- Extrait du document:

★ ★ ★ ★ ★

Samuel Lafont: «Tout d’abord, il faut savoir que le gouvernement Macron a fait des allers et retours sur le sujet. D’abord, on nous a dit que les djihadistes ne pourraient pas revenir en France, ensuite on nous a dit que les djihadistes pourraient revenir au cas par cas: les femmes les enfants, les adultes, on a un peu tout mélangé. Dernièrement, Monsieur Le Drian nous a dit que la position officielle de la France était que les djihadistes devaient être jugés sur place. Et là, nous avons une sortie de Nicole Belloubet qui semble davantage s’intéresser au sort des djihadistes qu’au sort des Français.

«Pour ceux qui ont la nationalité française, ils n’ont plus rien de français.»

Pourquoi y sommes-nous opposés, comme les 180.000 qui ont signé notre pétition? En fait, ces djihadistes sont les ennemis de la France. Pour ceux qui ont la nationalité française, ils n’ont plus rien de français. On sait que ce sont des bombes à retardement et on sait également que ceux qui été jugés en France –pour ceux qui ont pu revenir en France–, leurs peines ont été ridicules, ils ont profité d’être en prison pour faire du prosélytisme, et ils n’attendent qu’une seule chose: de sortir pour pouvoir égorger des Français.»

Sputnik France: Un exemple?

★ ★ ★ ★ ★

- Données fournies:
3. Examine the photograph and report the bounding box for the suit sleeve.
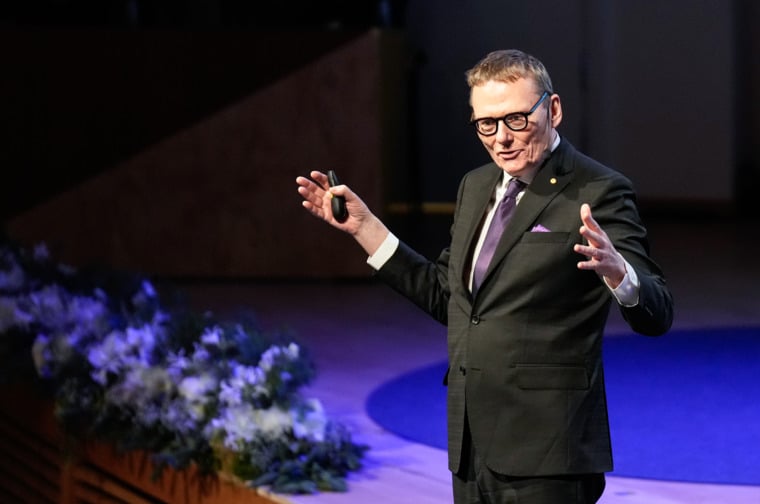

★ ★ ★ ★ ★

- Exercices écrits:
1 – D'après l'extrait sur le retour des djihadistes, combien de personnes ont signé la pétition mentionnée ?
2 – Prolongez l'extrait sur le retour des djihadistes à la suite de sa dernière ligne.
La liste n'a aucun lien avec l'extrait sur le retour des djihadistes.

- Corrigé:
1 – 180.000 personnes.

2 –
Samuel Lafont: «par exemple, Flavien Moreau, djihadiste condamné pour 7 ans en 2014, mais qui vient d’être libéré après 5 ans. Il a expliqué qu’il voulait “planter” des surveillants de prison, il ne s’est jamais déradicalisé! Il est très dangereux, et cela couterait une fortune de le surveiller 24h/24... il n’y a donc aucune garantie qu’il se tienne tranquille. Le problème, c’est que la France refuse d’appliquer son droit et de considérer que ces gens sont des terroristes, de les condamner pour intelligence avec l’ennemi. On reste donc avec des peines inférieures à dix ans, ridicules au vu des atrocités commises. Ils sont simplement là pour continuer leur guerre contre nous.»

Sputnik France: Guillaume Jeanson, porte-parole de l’institut pour la Justice, estime quant à lui que les tribunaux ne sont pas à proprement parler «laxistes», mais qu’ils peinent à juger des crimes commis au loin, au Moyen-Orient. Votre propos n’est-il pas trop radical?

Samuel Lafont: «Non, il est ferme. Et c’est une vraie question! Si on considère que c’est difficile de juger des terroristes qui ont commis des faits loin de chez nous, pourquoi les laisse-t-on rentrer? Les djihadistes jouent sur ça! Ils prétendent tous être pâtissiers, infirmiers, n’avoir fait que de la sécurité là-bas, n’avoir pas fait la guerre, alors qu’on sait qu’ils y sont formés, y compris les plus jeunes, à tuer, à commettre des attentats.

«Ceux qui sont rentrés, il faut les déchoir de la nationalité française.»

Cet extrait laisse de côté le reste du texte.